Excerpted text:
I'm sorry but CrowdStrike's "technical details" post is well below the expected standard in our field. What kind of logic error was it? More importantly, what was your QA process like? Why did CI not catch it? Why was there not a staged rollout? These are the absolute basics that should be expected.

https://www.crowdstrike.com/blog/falcon-update-for-windows-hosts-technical-details/

Technical Details: Falcon Update for Windows Hosts | CrowdStrike

Learn more about the technical details around the Falcon update for Windows hosts.

crowdstrike.com
This is absolutely not a post that inspires confidence or trust. CISOs who have signed contracts with CrowdStrike should pay close attention to this post.
For what I think is a set of details that meets this standard, this from Meta/Facebook (my former workplace) is a good example: https://engineering.fb.com/2021/10/05/networking-traffic/outage-details/
More details about the October 4 outage

Now that our platforms are up and running as usual after yesterday’s outage, I thought it would be worth sharing a little more detail on what happened and why — and most importantly, how we’re lear…

Engineering at Meta
"Systems that are not currently impacted will [...] have no risk of experiencing this event in the future." -- this is infuriating. How can you possibly say "no risk"? What kind of systemic protections could you possibly put into place within 2 days?

The Meta post is great. It was for an outage not nearly as bad as this, and doesn't even go too deep into the details, but:

it resolves most of the questions someone knowledgeable would ask

it talks about systemic improvements (the "storm" drills talked about were incredibly important and made many great improvements happen)

and it is personally signed by a VP of infrastructure, rather than just "Executive Viewpoint"

I guess CS does say at the end that they're committed to publishing a followup with more detail, but (a) I think this is too little detail even in an interim post, and (b) please don't call this kind of post "technical details". But anyway, I guess we should hold them accountable for their promise

you know what really annoyed me?

Supplied data:
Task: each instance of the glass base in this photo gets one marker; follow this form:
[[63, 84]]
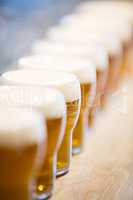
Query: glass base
[[43, 196], [76, 151], [62, 172]]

Problem set:
1. Copy out the part of the CrowdStrike thread that opens with the words containing "and it is personally" and closes with "really annoyed me?".
2. Continue the CrowdStrike thread, starting right after its final line.
The listing plays no part in the work here.

Task-by-task answers:
1.
and it is personally signed by a VP of infrastructure, rather than just "Executive Viewpoint"

I guess CS does say at the end that they're committed to publishing a followup with more detail, but (a) I think this is too little detail even in an interim post, and (b) please don't call this kind of post "technical details". But anyway, I guess we should hold them accountable for their promise

you know what really annoyed me?

2.
they never said they were sorry

@rain

cop mindset, innit, tho? Since they're 'protecting' you, any harms done are the cost of that 'protection'.

@rain That they aren't asking the hard questions rather suggests that they already know where the problem is.
@BenAveling @rain they won’t acknowledge that their QA is broken to cut costs
@rain everything has to go through legal because it is all evidence in the countless lawsuits and hearings to come
@rain ("Executive Viewpoint" looks like a category of post on their blog, rather than an author line. i think that means its intended audience is in fact CISO/CTO/CEO types who would be asking, well, executive questions. for better or worse.)
@rain yeah https://www.crowdstrike.com/blog/embersim-large-databank-for-similarity-research-in-cybersecurity/ suggests that the author line in the incident post is actually just "Crowdstrike", not even "executive team"
EMBERSim: A Large-Scale Databank for Boosting Similarity Search in Malware Analysis | CrowdStrike

Learn more about this BCS dataset that builds on the existing EMBER dataset, with extended data tags and a new leaf similarity co-occurrence algorithm that accounts for both benign and malicious binaries.

crowdstrike.com

@rain

I expect that crowdstrike's legal team is -super- squirrelly about publishing details that could constitute an admission of liability, which may well play into the paucity of detail there.

Not to mention the whole issue with security companies -constantly- eliding necessary detail because it would "compromise customer operations" or whateverthefuck excuse.

Only way to get the real story in infosec is via backchannels half the time :-/

@munin @rain I saw this with a vendor that got ransomwared last year, and it was obvious their lawyers were in charge of comms completely. It took us 6m to find out enough to know if our data was compromised.

It was exhausting and infuriating.

@munin @rain to this day we don’t have a clear understanding of 1) how it happened; 2) what they’re doing to prevent it again.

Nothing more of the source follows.